[[ Document passage open ]]

A federal jury in Iowa has rejected Equal Pay Act claims by a female physician alleging she was paid less than her male colleagues in the same network for performing substantially equal work under the same compensation formula. Bertroche v. Mercy Physician Assoc., Inc., No. 1:18-cv-00059 (N.D. Iowa Nov. 13, 2019).

The jury also found the physician network that employed her did not breach her employment agreement. After a six-day trial, the federal jury deliberated for less than three hours before delivering a complete defense verdict.

Plaintiff, Sharon Bertroche, M.D., worked as a family practice physician at Mercy for more than 20 years. During approximately the same period, three male physicians worked for the same network under the same form of employment agreement. All agreements required the same primary care physician duties under the same compensation system. Bertroche claimed that, although primary care physicians performed the same basic job duties, Mercy paid female physicians less than male physicians for substantially equal work in violation of the Equal Pay Act.

While acknowledging that each physician received a different amount of total compensation, Mercy argued that those differences were based on the specific practice of the physician at issue. Each physician was treated as a “profit center” and the contract formula was not applied differently between male and female physicians. Mercy paid physicians under a system that measured earnings by production quantity and quality based on physician revenue cost and profits. Some physicians maximized profitability by seeing more patients and delegating duties to nursing staff.

[[ Document passage closed ]]
[[ Given information open ]]

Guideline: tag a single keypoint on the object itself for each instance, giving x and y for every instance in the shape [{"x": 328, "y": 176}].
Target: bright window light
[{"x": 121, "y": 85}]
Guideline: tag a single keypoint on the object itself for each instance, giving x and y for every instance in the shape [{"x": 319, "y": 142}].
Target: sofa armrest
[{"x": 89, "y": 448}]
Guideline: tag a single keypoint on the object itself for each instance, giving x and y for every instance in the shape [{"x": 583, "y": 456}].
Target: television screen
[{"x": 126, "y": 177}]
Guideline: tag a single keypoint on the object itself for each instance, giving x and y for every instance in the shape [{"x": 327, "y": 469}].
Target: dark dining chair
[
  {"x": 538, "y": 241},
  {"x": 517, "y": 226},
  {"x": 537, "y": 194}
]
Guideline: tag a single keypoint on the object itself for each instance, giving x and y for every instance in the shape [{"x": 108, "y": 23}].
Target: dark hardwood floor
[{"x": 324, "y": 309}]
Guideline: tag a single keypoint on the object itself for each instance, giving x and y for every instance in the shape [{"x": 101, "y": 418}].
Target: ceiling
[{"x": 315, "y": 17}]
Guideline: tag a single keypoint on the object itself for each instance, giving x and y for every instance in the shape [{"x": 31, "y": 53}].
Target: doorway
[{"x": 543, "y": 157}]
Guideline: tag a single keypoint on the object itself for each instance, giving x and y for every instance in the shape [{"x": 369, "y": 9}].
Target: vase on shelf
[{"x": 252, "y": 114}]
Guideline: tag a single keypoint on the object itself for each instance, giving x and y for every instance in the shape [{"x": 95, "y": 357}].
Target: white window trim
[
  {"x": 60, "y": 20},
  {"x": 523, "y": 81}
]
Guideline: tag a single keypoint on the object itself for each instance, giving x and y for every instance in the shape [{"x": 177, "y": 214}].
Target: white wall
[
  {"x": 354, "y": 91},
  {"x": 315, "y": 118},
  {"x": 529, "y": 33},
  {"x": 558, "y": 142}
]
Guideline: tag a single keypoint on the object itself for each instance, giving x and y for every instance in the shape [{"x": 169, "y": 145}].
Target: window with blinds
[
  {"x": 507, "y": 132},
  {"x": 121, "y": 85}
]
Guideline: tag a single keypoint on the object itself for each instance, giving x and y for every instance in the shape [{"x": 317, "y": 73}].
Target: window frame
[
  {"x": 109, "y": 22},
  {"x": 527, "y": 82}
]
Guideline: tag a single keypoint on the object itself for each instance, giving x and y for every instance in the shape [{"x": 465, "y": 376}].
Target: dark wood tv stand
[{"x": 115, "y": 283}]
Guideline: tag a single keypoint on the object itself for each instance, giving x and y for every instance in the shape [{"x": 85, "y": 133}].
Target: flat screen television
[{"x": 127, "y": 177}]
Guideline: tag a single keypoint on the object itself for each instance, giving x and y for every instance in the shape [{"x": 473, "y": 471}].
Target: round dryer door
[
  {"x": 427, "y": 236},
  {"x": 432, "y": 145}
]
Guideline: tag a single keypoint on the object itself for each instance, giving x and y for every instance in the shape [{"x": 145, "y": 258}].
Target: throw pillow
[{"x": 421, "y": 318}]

[[ Given information closed ]]

> [Work instruction 1]:
According to the Equal Pay Act case summary, how long did the jury deliberate before delivering its verdict?
> [Work instruction 2]:
Pick up the Equal Pay Act case summary after its final sentence and continue it.

> [Written answer 1]:
The jury deliberated for less than three hours.

> [Written answer 2]:
On a motion for summary judgment, the trial court denied Mercy’s request for dismissal, but decertified the case as a collective action. Two other female physicians, Gina Perri and Arleen Zahn-Hauser, who opted into the case after it was removed to federal court were permitted to proceed to trial on their Equal Pay Act and state law claims. But the trial court held each of their cases required separate inquiries on issues such as whether they received the same staffing support and revenue as the male doctors at issue. The trials for Perri and Zahn-Hauser are scheduled to take place next year.

In her trial, Bertoche conceded that all doctors were paid under the same formula and that their pay varied based on the services they performed and the way they ran their practice. Defense counsel argued the salaries of physicians who were performing services under the same formula applicable to Bertroche varied. Some female doctors made significantly more and some male doctors made less. The jury concluded that there was no violation of the Equal Pay Act.

Physician compensation systems continue to be vulnerable to litigation. Even a system based on a contractual formula can be subject to claims of differential treatment based on a protected status under the law. The healthcare industry has paid attention to recent reports on physician pay, and many employers are now performing attorney-client privileged pay equity audits to assess liabilities and take a proactive approach to these types of claims.